* [Records for this task]:
• • • • •

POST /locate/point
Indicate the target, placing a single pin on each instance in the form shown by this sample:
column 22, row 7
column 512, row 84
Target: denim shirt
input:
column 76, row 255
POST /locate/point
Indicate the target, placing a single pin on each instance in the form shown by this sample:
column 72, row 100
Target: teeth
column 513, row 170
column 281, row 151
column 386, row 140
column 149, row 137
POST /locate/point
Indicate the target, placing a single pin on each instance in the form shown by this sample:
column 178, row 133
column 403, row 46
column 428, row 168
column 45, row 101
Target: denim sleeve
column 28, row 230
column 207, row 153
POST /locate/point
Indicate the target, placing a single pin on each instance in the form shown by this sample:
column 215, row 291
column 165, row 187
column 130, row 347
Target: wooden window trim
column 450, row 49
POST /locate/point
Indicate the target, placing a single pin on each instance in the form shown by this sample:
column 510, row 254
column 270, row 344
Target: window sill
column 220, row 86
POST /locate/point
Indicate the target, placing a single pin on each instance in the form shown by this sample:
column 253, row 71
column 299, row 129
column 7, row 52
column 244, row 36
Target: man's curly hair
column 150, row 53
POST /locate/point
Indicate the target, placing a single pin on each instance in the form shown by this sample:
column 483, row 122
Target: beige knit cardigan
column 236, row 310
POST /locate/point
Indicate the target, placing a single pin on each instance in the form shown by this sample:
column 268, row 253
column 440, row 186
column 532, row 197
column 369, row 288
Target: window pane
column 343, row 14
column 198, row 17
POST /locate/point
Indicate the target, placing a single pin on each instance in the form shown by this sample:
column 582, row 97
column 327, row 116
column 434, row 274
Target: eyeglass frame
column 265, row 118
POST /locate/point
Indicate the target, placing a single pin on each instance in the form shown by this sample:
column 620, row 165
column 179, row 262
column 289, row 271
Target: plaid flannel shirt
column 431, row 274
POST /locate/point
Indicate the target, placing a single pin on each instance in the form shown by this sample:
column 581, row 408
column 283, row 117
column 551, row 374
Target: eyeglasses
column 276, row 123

• • • • •

* [How to complete this task]:
Could you retype all of the records above exactly as they appear?

* [Answer below]:
POST /locate/point
Indicate the target, placing a single pin on each instance in the form shown by this sample:
column 22, row 7
column 512, row 84
Target: denim shirt
input:
column 76, row 255
POST /locate/point
Indicate the target, placing a single pin on each instance in the form shown by this sample:
column 72, row 100
Target: teeth
column 513, row 170
column 281, row 151
column 386, row 140
column 149, row 137
POST /locate/point
Indicate the target, placing a single pin on each instance in the form shown by this sample:
column 178, row 133
column 403, row 46
column 428, row 168
column 45, row 101
Target: denim sleeve
column 28, row 230
column 207, row 153
POST /locate/point
Indicate the target, placing a single pin on each instance in the form shown by this sample:
column 215, row 291
column 165, row 187
column 130, row 347
Target: wooden window trim
column 450, row 49
POST /locate/point
Indicate the target, placing a single pin on each instance in the form shown by this sample:
column 510, row 254
column 270, row 344
Target: window sill
column 220, row 86
POST /locate/point
Indicate the target, placing a single pin on each instance in the form shown by this sample:
column 253, row 71
column 299, row 129
column 7, row 52
column 244, row 36
Target: man's curly hair
column 150, row 53
POST /locate/point
Indicate the target, placing a single pin on each instance in the form shown by this sample:
column 483, row 122
Target: beige knit cardigan
column 236, row 310
POST /locate/point
Indicate the target, placing a single pin on each instance in the form shown by this sample:
column 268, row 253
column 440, row 186
column 532, row 197
column 369, row 288
Target: window pane
column 343, row 14
column 198, row 17
POST /locate/point
Indicate the target, placing a single pin on each instance in the form shown by this sample:
column 582, row 97
column 327, row 116
column 434, row 274
Target: eyeglass frame
column 265, row 118
POST /locate/point
Indicate the target, placing a single pin on each instance in the form shown by this sample:
column 620, row 165
column 179, row 262
column 289, row 271
Target: plaid flannel shirt
column 431, row 274
POST /locate/point
Indicate the target, placing a single pin on each instance in the form shown by this sample:
column 581, row 408
column 283, row 117
column 551, row 374
Target: eyeglasses
column 276, row 123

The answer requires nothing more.